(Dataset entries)

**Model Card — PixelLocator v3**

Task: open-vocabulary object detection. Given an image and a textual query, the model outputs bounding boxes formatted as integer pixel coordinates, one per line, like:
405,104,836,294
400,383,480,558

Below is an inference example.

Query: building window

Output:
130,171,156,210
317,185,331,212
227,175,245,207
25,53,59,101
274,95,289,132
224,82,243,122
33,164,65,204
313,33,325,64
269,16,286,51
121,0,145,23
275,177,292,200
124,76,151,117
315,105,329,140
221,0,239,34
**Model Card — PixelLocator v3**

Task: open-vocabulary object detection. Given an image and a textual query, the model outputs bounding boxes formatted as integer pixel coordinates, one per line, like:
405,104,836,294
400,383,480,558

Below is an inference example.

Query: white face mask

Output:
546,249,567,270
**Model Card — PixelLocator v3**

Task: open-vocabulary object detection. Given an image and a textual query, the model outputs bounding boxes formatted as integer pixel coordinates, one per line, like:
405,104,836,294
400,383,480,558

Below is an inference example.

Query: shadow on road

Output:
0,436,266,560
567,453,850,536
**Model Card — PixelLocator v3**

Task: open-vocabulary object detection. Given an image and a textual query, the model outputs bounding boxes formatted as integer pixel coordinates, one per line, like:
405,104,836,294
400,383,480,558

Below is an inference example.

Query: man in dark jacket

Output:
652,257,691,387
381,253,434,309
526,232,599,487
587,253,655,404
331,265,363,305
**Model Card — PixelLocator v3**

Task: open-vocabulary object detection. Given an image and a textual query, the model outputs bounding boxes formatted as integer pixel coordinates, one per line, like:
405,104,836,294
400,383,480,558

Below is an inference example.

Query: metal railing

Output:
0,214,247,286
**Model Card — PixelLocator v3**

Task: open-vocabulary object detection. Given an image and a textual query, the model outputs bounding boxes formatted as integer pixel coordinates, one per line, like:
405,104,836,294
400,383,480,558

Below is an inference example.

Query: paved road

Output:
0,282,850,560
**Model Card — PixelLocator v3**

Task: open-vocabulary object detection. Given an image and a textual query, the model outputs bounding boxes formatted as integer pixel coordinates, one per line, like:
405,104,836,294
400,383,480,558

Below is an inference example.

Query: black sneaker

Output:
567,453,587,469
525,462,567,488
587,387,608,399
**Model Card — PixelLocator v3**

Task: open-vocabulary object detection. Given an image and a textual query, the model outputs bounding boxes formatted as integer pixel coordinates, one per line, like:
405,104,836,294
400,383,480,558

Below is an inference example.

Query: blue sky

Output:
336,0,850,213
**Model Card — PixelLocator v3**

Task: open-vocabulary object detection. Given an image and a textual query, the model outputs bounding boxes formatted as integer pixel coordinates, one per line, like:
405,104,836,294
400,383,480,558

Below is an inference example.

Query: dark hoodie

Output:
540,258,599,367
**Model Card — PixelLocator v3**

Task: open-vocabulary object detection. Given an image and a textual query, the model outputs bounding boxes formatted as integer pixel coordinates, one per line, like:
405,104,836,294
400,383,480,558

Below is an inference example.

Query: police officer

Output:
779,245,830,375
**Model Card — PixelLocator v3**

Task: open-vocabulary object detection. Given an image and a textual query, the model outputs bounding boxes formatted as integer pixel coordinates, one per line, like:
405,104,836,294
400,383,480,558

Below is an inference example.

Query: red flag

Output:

# Your objective
Reproduce the material word for word, starting at its beginning and continuing down through the line that contains "33,164,65,204", including that line.

# Completed task
**Model Card — PixelLocator v3**

Task: open-vocabulary object detection. Given an image and a textual query, the model outputs bounding boxes formatted as integer pixel coordinates, one per line, like:
405,104,836,294
400,383,480,558

Below is an inference example.

Query: building window

Output:
130,171,156,210
317,185,331,212
227,175,245,207
25,53,59,101
274,95,289,132
224,82,243,122
33,164,65,204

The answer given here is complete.